**Document passage**
Corey and I started a new nightly ritual last month where we have watched one episode of Queer Eye each evening after the kids go to bed. Let me tell you. That show has me in tears by the end of nearly every episode. We have both fallen in love with Karamo, Tan, Jonathan, Bobbi, and Antoni. Each of these queer men have had unique experiences, exhibit love and compassion to the people they serve on this show, and have honestly helped us see a whole different side to the people who identify as LGBTQ+.

Because they're just that. People.

Ever since Christian died, my opinions and biases have gradually shifted. There's something about losing someone you loved so dearly to suicide, knowing they were hurting in such a way that they made a choice to take their own life. It changes you. It makes you understand that validation is a crucial component of being a compassionate, loving, Christlike human.

You're probably wondering, 'Okay, Sarah. I'm sorry for your loss. It's sad but wonderful that you have made something of your brother's death, buuuuut what does any of this have to do with this phrase: Love the sinner. Hate the sin?'

I'm getting to that. I promise.

The very first words in the introductory lesson full-time missionaries from the LDS faith teach their investigators are: "God is our Heavenly Father. We are his children."

As His children, we are commanded to love our neighbor. We cannot truly and fully love someone by condemning, by hating a part of who they are. It just isn't possible. If every time you meet up with your gay friend and think, "I love him so much, but gosh, I just wish he weren't in a relationship with another man. Can't he just learn to live happily and confidently alone?"

**Dataset records**
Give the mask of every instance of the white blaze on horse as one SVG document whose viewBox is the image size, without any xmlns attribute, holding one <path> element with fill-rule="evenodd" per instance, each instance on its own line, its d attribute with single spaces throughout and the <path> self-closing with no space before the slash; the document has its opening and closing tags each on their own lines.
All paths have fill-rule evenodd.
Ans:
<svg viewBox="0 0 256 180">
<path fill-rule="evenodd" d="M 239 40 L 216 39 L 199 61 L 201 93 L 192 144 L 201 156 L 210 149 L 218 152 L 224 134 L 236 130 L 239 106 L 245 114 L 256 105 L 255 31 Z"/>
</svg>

**Tasks to perform**
[a] In the essay on "Love the sinner. Hate the sin," what are the first words of the introductory lesson that LDS missionaries teach?
[b] Write the next part of the essay on "Love the sinner. Hate the sin," picking up after its last sentence.
Nothing in the material is needed here.

**Responses per task**
[a] "God is our Heavenly Father. We are his children."

[b]
There are no I love you buts in following the second greatest commandment the Savior Himself extended to us when He gave the higher law. When the Law of Moses was essentially thrown out and replaced, the nitty-gritty specifics of discipleship went right with it. This higher law is what I like to call the heart law. What matters most in how we live our lives, walking in the footsteps of the Savior is not only how we treat one another, but how we think of one another.

We are all sinners. No one is perfect. Everyone is fallible. You make mistakes. I make mistakes. In the words of Jean from The Perfect Man, "I make whoppers." Because of my status as a sinner, I would be a hypocrite to say, 'Well, I love you, but I hate xyz about you.'

We just cannot foster a community of love based on but, but, but. If you are loving your neighbor, whether you are a Democrat, Republican, LGBTQ+ and in a relationship, single parent by choice, supporting various movements for change, believe in women's reproductive rights, have given up a child, have an addiction...

I could go on and on and on. But if you are loving your neighbor in a way that does them no harm by showing genuine care and compassion, you are loving God. It's that simple.

Next time you read a news story about or meet someone who is different than you, put yourself in the Savior's shoes. He atoned for everybody, but let us remember that the Atonement of Jesus Christ was not only for sins. It was for all the pains, the hurt, the discomforts, the sicknesses we will ever face in our lifetimes.

Imagine the pains of a transgender person being intentionally misgendered on a daily basis because their identity is invalid and "crazy".

Imagine the hurt of a lesbian woman announcing she is in a relationship with another woman, and instead of support, she is met with malice, ridicule, and Bible verses.

Imagine the discomfort of a Black man every time he is stopped by a police officer, feeling an aching anxiety that there is a chance he might not go home to his family.

Imagine the sickness, or rather, the mental toll of a person being invalidated because their life, their love, their belief is wrong, apostate, sinful, disgusting.

Look inward. Are you contributing to those feelings that Christ suffered for without cost to anybody but Himself? His love in that garden was absolutely unconditional.

Love the sinner. Hate nothing. Embrace who they are.

Let's normalize that way of thinking, especially in the Christian community.